*Extrait du document*
- - - - - - -

J'apprends que cette petite maison sert à dormir (à bon ?) et qu'il y a derrière les rideaux qui servent de mur une salle remplie de gens qui dorment entassés les uns sur les autres. C'est à ce moment là où j'ai pris la décision la plus conne de la soirée : "Tiens, et si au lieu de dormir un peu, je restais à me faire chier dans cette petite pièce à peine chauffée ? Bah oui, parce que il faudrait pas que je rate les autres quand ils vont redescendre et passer me chercher." 


Dimanche 4h30

Vincent :  Le soleil commence à se lever alors que nous sommes encore assez loin du sommet. Mais nous sommes complétement enveloppés par le nuage, et tout au plus voit-on le ciel passer du noir au gris sombre. Gros échec. 
Alex, la fille du MIT nous avait miraculeusement rattrapé, et avait l'air bien sereine comparée à mes compagnons d'infortune. La concentration de japonais sur le chemin atteignait alors le seuil critique, et nous ne progressions plus que par à-coups. Je me faisais peu à peu distancer par Paul et Victor, même si je continuais à apercevoir la tête de Victor dépasser de la foule des randonneurs, quelques 30 mètres devant moi.

- - - - - - -

*Enregistrements fournis*

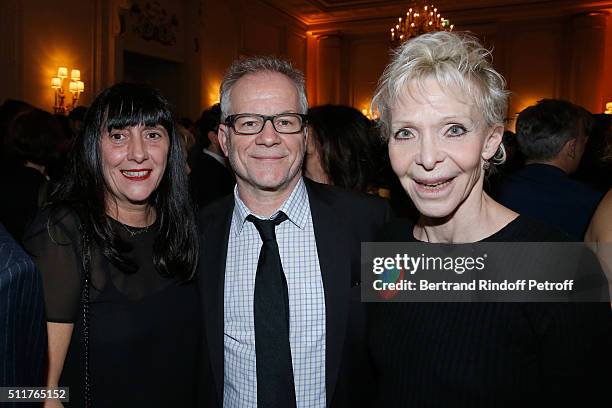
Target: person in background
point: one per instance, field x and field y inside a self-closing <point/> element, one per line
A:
<point x="442" y="109"/>
<point x="76" y="118"/>
<point x="117" y="251"/>
<point x="23" y="338"/>
<point x="210" y="177"/>
<point x="600" y="229"/>
<point x="552" y="136"/>
<point x="341" y="150"/>
<point x="31" y="148"/>
<point x="187" y="141"/>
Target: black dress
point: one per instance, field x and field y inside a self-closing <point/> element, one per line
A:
<point x="490" y="354"/>
<point x="144" y="328"/>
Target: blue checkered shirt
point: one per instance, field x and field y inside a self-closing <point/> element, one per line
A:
<point x="298" y="252"/>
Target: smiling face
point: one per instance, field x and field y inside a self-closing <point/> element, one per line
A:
<point x="133" y="161"/>
<point x="268" y="161"/>
<point x="438" y="145"/>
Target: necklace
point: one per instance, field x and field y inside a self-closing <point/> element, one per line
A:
<point x="136" y="231"/>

- - - - - - -

*Objectif*
Rédigez la suite du récit d'ascension ci-dessus à partir de sa dernière phrase, s'il vous plaît.

*Résultat*
Paul : En moins d'une heure, j'étais littéralement trempé. J'étais habillé de deux T-shirts, une pull et une grosse polaire, avec un troisième T-shirt autour du cou pour pour avoir une sorte d'écharpe. Mais tout fut rapidement imbibé. C'est également vers ce moment là que nous avons perdu Vincent et Adrien.

Nous étions à 900m du sommet. La foule était désormais bloquée. La queue-leu-leu ressemblait à celle d'une attraction de Disneyland un week-end d'été. Le vent était plus fort que jamais, menaçant de vous déstabiliser à tout moment, et vous empêchant de vous réchauffer. La pluie s'assurait que toute chaleur produite était évacuée vers l'extérieur, tandis que la foule, en limitant les mouvement, interdisait toute tentative de produire cette chaleur. J'ai donc commencé à avoir froid. Très froid. Victor était dans un état similaire au mien, malgré son imperméable. Tremblant et grelottant, nous avons donc poursuivi notre ascension.  


Adrien : La pluie s'était intensifiée. J'avais définitivement perdu les autres loin devant,avec la foule formant un mur m'enfermant efficacement. Je suis arrivé à l'étape 8,5 , le dernier des abris avant le sommet. J'étais déjà bien trempé. J'ai marché une cinquantaine de mètres. Et là, ce fut la tempête. La pluie froide me gelait et les vents violent manquaient de peu de me renverser moi, comme les autres randonneurs.  Le sol se fit de plus en plus traitre. Je passais avec lenteur le torii de bois incrusté de pièce de la neuvième étape.Il ne restait  que deux cent mètres. Nous ralentissions peu à peu. Et une heure plus tard, cent mètres plus loin, à moins de cent mètres du sommet, nous nous sommes immobilisés tout à fait, dans le froid et la tourmente. Le bas de mon corps était complétement trempé jusqu'aux os, mon  pantalon était complétement imbibé, mes chaussures complétement remplies débordaient. Le haut était à peu près au sec, mon imperméable remplissant son office de façon satisfaisante.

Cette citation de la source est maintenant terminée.